Segmentation mask data:
=== Begin Enclosure ===

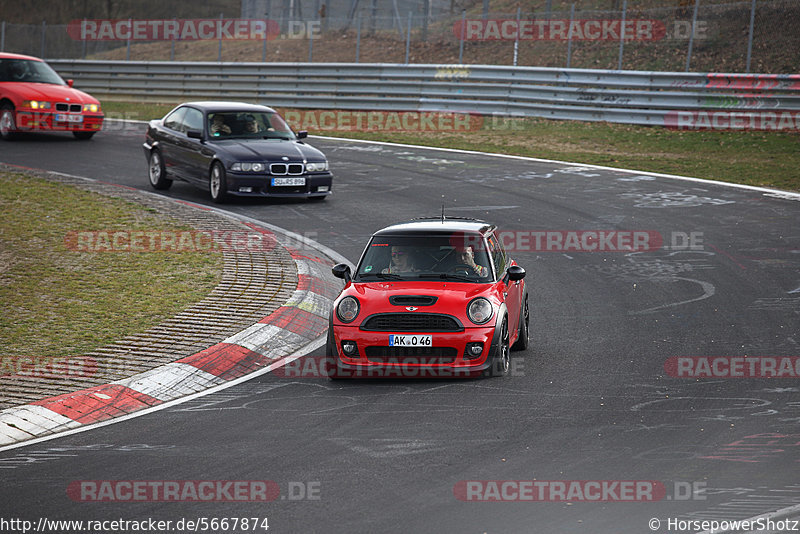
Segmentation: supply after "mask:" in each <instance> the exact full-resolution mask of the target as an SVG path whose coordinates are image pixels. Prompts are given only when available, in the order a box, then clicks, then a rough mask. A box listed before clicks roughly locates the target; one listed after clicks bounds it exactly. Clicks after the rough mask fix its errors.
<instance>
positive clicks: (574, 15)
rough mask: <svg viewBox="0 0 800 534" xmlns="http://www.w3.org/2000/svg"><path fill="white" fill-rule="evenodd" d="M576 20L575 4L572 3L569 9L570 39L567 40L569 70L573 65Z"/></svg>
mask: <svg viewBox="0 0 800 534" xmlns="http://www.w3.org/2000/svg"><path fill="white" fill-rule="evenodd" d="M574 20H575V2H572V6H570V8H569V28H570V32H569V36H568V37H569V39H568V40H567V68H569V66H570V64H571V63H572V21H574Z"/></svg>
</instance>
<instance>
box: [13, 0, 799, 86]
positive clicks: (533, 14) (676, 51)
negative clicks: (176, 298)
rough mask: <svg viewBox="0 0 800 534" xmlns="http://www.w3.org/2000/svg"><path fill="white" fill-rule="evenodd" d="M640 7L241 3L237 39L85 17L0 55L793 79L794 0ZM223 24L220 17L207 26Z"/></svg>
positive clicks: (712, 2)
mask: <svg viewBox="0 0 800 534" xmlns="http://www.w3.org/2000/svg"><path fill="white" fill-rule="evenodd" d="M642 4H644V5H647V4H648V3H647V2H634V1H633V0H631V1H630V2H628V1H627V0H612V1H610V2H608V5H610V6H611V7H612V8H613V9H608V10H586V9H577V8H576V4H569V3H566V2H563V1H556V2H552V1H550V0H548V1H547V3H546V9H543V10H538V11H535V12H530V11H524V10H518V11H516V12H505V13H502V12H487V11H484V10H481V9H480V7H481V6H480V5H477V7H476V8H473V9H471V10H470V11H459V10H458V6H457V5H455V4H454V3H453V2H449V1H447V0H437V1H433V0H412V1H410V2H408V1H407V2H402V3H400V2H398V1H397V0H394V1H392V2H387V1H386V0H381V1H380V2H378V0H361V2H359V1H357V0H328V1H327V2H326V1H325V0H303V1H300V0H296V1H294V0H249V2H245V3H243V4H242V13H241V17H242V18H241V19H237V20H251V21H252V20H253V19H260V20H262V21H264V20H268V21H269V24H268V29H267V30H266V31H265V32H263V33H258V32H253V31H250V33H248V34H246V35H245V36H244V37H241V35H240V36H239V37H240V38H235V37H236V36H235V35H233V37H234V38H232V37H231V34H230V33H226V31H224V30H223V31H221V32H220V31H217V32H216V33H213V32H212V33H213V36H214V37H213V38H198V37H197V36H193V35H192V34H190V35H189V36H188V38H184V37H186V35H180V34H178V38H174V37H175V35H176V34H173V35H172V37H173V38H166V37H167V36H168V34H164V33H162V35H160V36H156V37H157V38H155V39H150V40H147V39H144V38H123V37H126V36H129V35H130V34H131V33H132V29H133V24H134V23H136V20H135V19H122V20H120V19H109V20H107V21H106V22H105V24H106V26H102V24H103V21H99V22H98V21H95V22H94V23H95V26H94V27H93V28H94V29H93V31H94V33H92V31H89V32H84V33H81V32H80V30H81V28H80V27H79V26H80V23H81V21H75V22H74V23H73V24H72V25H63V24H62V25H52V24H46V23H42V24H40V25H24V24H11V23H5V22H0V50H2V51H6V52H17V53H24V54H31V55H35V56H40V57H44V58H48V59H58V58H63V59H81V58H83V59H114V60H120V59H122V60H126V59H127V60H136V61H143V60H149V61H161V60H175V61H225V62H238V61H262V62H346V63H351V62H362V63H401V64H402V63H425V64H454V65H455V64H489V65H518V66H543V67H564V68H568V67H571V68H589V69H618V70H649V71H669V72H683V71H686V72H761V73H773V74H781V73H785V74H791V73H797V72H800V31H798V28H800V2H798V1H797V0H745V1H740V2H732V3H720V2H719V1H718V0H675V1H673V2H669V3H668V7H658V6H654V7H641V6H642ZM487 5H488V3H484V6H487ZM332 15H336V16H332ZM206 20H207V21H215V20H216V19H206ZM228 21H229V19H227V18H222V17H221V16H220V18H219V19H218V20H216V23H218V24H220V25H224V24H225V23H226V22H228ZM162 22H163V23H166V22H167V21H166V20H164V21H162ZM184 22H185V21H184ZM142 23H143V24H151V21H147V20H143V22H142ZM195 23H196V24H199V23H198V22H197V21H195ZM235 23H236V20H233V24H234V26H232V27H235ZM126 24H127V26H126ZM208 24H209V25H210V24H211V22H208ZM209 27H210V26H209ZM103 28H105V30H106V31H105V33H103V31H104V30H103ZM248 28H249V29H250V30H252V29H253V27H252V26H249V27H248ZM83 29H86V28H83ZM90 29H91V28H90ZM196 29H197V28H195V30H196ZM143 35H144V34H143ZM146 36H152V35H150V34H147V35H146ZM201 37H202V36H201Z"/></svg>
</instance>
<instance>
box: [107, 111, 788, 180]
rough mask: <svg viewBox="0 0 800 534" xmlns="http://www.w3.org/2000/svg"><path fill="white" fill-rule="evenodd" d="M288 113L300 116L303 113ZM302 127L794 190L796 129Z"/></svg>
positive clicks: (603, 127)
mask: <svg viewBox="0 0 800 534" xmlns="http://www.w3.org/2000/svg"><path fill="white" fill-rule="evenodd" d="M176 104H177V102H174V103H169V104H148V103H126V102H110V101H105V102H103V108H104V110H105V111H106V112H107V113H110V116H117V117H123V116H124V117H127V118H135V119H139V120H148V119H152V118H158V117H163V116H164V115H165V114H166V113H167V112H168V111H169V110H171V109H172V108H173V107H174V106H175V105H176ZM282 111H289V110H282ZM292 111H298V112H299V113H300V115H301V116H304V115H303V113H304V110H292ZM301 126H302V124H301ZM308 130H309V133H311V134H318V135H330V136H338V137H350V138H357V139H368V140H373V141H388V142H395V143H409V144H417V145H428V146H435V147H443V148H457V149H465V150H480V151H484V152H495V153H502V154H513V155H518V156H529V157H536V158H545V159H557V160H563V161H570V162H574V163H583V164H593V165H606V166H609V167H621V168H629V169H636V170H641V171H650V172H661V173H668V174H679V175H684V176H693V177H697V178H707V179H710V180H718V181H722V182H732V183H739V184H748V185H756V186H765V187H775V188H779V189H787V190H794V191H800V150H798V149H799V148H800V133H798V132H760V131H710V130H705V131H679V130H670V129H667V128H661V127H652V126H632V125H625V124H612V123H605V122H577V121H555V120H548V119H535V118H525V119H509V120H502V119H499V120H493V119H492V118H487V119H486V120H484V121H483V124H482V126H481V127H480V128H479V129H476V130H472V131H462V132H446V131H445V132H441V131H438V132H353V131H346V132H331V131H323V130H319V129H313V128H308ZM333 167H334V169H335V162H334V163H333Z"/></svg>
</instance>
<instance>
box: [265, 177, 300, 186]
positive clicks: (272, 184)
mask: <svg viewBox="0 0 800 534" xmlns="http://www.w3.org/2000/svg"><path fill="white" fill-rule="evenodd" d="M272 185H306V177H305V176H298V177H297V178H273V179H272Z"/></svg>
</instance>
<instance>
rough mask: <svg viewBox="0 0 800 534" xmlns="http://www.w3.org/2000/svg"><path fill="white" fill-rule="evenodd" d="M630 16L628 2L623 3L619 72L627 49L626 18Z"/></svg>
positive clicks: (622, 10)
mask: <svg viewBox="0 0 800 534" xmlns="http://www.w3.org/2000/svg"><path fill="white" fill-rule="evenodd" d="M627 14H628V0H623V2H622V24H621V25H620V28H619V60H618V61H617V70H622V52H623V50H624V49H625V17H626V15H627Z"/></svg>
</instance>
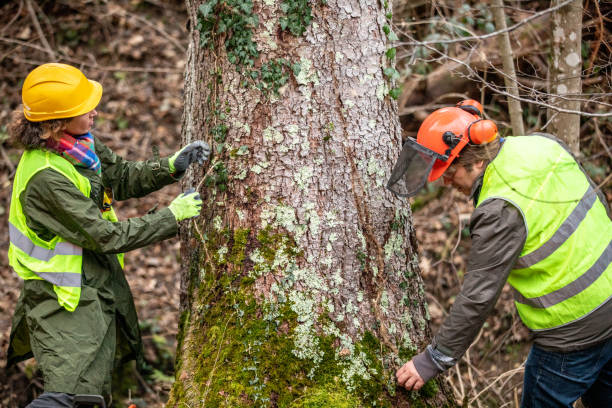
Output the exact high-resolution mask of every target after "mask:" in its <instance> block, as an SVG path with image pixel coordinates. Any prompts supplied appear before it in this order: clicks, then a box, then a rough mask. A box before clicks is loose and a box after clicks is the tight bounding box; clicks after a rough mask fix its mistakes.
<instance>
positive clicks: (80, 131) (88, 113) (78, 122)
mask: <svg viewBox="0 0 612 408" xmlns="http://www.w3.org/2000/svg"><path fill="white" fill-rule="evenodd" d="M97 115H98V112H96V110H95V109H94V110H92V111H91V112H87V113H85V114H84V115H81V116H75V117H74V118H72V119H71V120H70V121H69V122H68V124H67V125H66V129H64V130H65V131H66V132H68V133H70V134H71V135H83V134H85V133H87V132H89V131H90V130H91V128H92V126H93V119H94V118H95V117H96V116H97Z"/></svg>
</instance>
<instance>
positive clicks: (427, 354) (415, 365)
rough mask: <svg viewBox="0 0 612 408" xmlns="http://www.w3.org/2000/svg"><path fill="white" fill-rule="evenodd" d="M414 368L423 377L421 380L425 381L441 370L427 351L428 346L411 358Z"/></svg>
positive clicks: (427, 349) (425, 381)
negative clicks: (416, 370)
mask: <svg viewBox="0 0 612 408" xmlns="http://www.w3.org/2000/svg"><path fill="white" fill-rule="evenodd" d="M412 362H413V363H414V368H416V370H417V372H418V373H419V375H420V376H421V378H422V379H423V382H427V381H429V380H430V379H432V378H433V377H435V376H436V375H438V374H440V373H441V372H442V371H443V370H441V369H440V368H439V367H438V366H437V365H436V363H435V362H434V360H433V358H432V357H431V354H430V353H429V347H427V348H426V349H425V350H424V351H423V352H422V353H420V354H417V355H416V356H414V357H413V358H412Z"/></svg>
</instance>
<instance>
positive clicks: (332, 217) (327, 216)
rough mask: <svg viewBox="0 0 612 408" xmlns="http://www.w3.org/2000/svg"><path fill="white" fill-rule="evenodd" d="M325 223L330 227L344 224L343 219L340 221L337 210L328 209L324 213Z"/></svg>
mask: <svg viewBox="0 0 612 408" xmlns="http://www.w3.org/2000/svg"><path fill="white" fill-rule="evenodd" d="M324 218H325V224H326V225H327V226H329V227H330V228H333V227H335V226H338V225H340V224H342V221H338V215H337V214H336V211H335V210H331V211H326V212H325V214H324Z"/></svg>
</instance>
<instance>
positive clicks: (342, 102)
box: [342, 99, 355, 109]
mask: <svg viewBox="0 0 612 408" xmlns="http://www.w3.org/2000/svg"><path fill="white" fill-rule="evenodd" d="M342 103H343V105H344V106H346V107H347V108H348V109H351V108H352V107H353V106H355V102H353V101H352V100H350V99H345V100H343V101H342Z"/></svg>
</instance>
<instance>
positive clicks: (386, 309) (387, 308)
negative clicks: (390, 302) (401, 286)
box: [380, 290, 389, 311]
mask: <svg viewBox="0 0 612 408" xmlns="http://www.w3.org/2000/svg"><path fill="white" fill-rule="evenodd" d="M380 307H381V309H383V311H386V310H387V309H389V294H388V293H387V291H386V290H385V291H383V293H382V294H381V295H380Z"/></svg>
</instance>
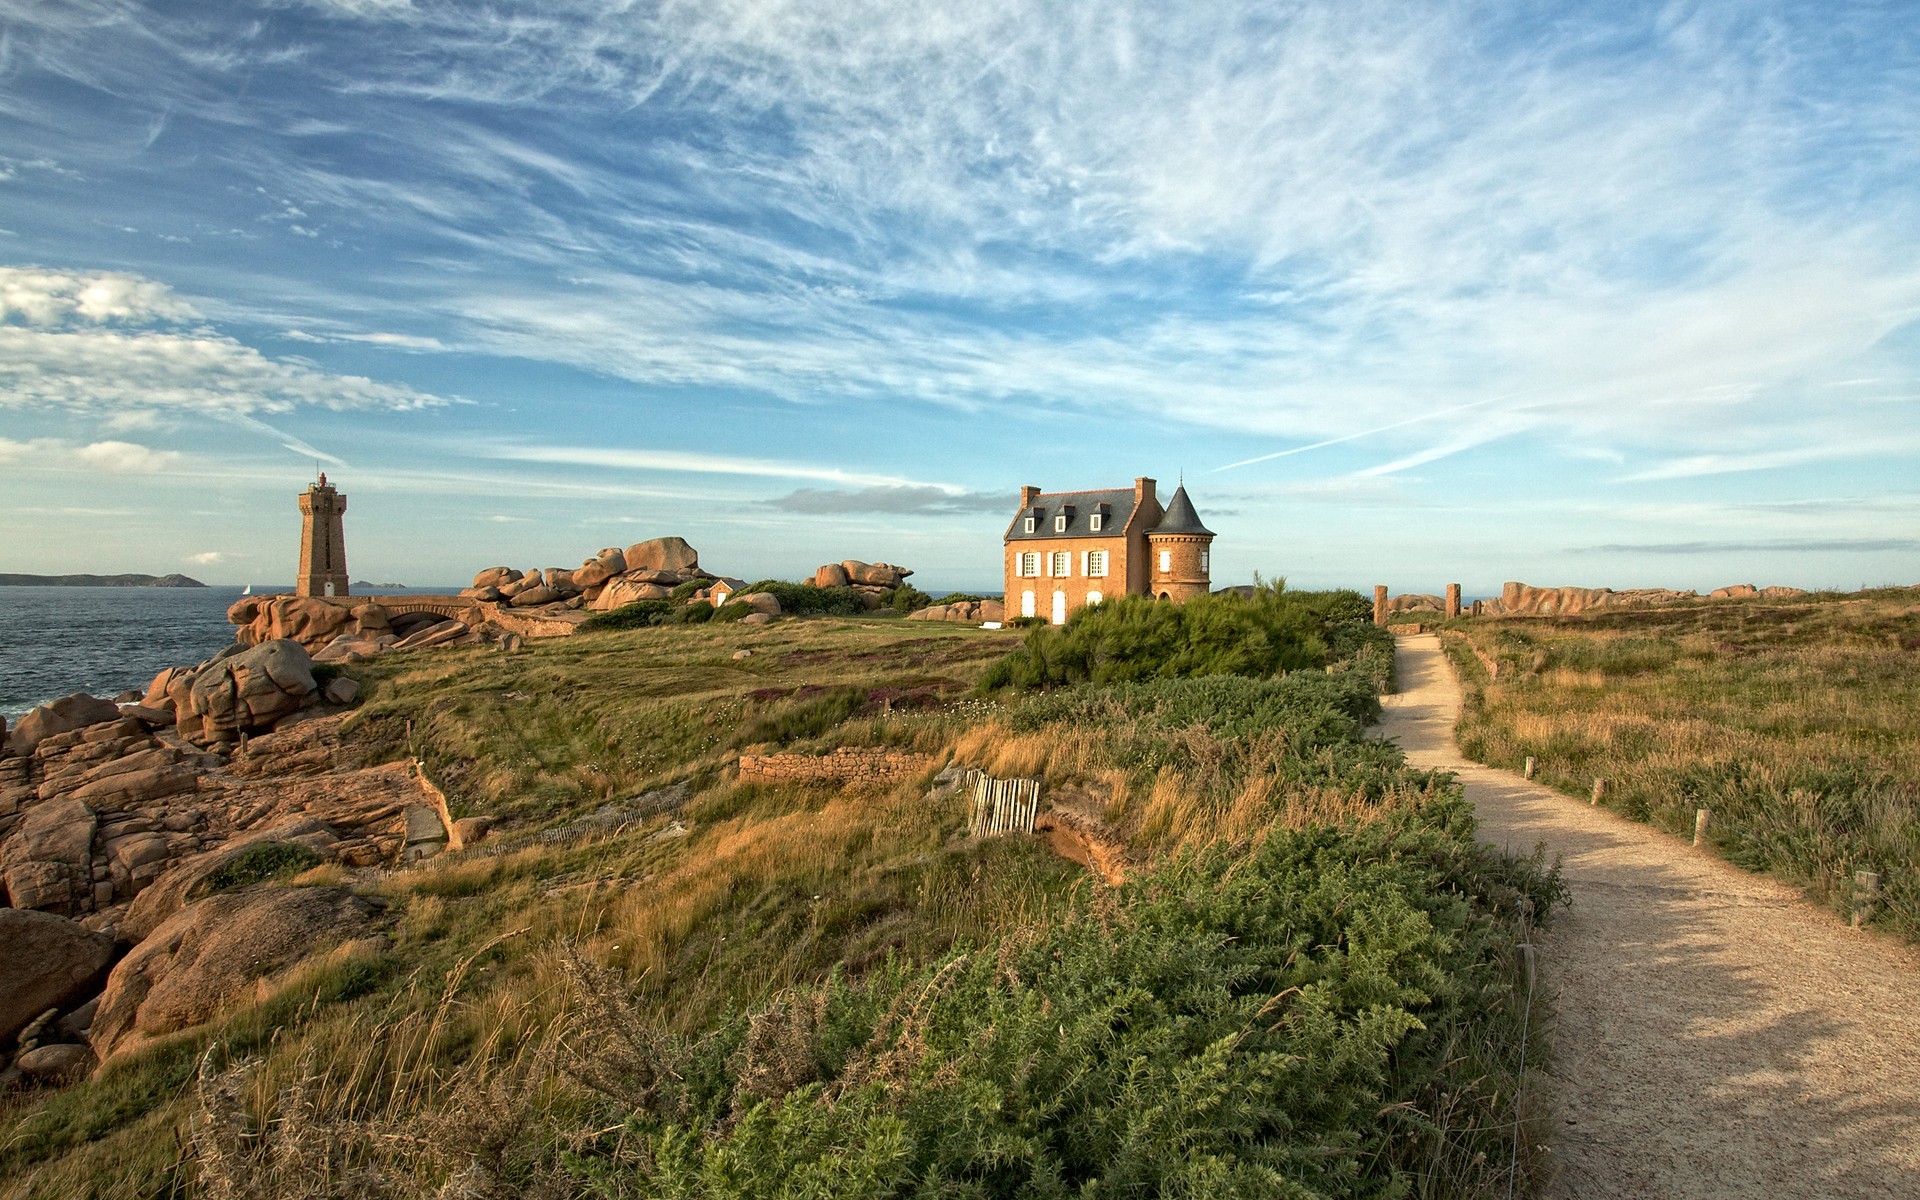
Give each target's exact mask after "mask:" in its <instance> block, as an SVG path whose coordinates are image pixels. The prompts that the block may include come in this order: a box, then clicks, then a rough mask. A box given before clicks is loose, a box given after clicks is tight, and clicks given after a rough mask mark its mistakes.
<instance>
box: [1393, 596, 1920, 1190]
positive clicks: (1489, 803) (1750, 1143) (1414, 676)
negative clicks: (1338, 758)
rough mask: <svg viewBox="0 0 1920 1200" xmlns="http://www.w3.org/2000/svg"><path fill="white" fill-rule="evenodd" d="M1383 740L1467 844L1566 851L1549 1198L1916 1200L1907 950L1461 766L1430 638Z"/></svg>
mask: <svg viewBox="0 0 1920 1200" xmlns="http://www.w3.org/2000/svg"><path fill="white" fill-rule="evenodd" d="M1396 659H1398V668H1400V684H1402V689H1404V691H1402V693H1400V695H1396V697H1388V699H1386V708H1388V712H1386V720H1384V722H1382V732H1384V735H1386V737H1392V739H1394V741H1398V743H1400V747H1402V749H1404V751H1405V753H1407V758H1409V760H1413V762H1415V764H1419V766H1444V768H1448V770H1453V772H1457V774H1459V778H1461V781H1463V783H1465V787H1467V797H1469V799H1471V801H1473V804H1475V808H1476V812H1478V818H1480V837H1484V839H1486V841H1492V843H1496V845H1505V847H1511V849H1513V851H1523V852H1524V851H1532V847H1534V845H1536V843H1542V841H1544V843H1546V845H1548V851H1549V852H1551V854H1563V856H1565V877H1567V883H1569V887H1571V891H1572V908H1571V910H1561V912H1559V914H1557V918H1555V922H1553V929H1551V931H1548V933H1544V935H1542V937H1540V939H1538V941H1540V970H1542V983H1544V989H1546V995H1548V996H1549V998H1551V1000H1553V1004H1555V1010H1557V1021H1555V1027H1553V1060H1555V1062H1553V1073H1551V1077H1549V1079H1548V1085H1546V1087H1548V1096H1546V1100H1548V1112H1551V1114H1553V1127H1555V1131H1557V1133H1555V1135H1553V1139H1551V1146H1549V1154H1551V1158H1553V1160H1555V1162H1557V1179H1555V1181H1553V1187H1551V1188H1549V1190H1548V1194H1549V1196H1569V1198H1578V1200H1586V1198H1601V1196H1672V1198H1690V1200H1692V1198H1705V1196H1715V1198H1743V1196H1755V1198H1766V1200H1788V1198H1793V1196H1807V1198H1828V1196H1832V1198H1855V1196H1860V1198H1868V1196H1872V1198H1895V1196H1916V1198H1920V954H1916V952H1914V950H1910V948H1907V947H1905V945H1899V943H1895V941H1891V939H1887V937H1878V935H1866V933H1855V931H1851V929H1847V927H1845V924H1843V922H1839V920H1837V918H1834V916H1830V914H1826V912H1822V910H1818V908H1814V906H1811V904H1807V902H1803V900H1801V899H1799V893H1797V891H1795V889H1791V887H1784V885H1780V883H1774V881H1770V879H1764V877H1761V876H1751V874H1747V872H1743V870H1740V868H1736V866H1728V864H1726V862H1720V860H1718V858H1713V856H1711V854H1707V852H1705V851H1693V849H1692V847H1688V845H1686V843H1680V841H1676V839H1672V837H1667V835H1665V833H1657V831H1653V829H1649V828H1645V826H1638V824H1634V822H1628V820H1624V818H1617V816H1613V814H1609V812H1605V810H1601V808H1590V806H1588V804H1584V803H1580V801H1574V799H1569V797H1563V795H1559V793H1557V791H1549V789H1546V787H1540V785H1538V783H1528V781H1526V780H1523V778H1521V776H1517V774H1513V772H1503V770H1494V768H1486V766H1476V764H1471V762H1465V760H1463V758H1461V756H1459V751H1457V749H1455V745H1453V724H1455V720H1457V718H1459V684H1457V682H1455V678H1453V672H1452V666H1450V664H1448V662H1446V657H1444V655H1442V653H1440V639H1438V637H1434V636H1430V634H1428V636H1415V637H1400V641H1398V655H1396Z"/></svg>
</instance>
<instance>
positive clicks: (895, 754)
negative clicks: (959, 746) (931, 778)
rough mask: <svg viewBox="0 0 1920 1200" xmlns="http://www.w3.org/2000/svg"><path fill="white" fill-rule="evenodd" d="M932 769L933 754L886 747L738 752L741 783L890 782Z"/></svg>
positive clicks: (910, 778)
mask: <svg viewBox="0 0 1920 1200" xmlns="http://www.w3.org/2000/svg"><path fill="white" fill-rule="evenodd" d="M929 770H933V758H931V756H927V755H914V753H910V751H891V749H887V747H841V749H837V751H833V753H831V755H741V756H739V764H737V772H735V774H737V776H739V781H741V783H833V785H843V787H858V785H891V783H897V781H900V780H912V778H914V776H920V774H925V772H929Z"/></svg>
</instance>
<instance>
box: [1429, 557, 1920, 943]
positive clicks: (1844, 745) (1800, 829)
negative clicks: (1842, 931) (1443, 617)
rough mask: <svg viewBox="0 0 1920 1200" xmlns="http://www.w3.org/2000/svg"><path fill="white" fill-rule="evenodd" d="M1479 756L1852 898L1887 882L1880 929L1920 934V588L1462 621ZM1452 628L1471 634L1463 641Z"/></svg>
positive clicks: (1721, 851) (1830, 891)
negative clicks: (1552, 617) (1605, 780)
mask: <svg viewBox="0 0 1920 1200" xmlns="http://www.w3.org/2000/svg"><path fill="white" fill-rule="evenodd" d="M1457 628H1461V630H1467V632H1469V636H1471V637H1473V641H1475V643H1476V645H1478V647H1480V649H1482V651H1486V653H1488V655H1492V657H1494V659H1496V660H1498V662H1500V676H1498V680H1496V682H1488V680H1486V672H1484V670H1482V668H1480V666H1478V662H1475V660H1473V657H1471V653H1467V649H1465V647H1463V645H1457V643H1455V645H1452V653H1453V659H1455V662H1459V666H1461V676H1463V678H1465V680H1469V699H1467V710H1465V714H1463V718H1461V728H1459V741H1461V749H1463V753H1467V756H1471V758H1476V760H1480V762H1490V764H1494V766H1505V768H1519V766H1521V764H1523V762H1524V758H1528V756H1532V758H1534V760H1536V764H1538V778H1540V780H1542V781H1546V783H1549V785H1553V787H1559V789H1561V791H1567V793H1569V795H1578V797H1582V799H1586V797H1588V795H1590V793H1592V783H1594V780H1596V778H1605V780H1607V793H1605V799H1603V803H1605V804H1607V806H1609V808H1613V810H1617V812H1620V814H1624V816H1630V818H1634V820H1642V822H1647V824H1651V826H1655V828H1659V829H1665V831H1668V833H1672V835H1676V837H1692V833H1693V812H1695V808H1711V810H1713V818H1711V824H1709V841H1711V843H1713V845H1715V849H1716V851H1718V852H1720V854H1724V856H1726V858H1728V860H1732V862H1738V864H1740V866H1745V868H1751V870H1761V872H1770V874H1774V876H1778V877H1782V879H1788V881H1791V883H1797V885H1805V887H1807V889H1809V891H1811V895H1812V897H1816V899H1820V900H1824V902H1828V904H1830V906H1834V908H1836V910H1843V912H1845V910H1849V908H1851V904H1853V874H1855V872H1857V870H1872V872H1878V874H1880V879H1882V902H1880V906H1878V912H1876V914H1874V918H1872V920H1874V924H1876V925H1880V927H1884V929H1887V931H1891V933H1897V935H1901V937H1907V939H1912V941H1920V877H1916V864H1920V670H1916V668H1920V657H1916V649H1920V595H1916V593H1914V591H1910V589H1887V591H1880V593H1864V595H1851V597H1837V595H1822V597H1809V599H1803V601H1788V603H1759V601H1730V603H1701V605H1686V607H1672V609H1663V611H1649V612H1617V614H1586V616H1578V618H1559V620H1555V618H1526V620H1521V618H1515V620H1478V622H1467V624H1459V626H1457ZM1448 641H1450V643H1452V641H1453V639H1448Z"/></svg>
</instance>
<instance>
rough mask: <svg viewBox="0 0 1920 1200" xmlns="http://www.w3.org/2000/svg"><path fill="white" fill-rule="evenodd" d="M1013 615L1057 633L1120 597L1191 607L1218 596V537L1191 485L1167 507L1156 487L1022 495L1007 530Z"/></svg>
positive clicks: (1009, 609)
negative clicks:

=== End Enclosure ===

◆ **WHAT IS NEEDED**: How many of the lines above contain the string "given"? Case matters, and give only the number.

◆ **TASK SOLUTION**: 2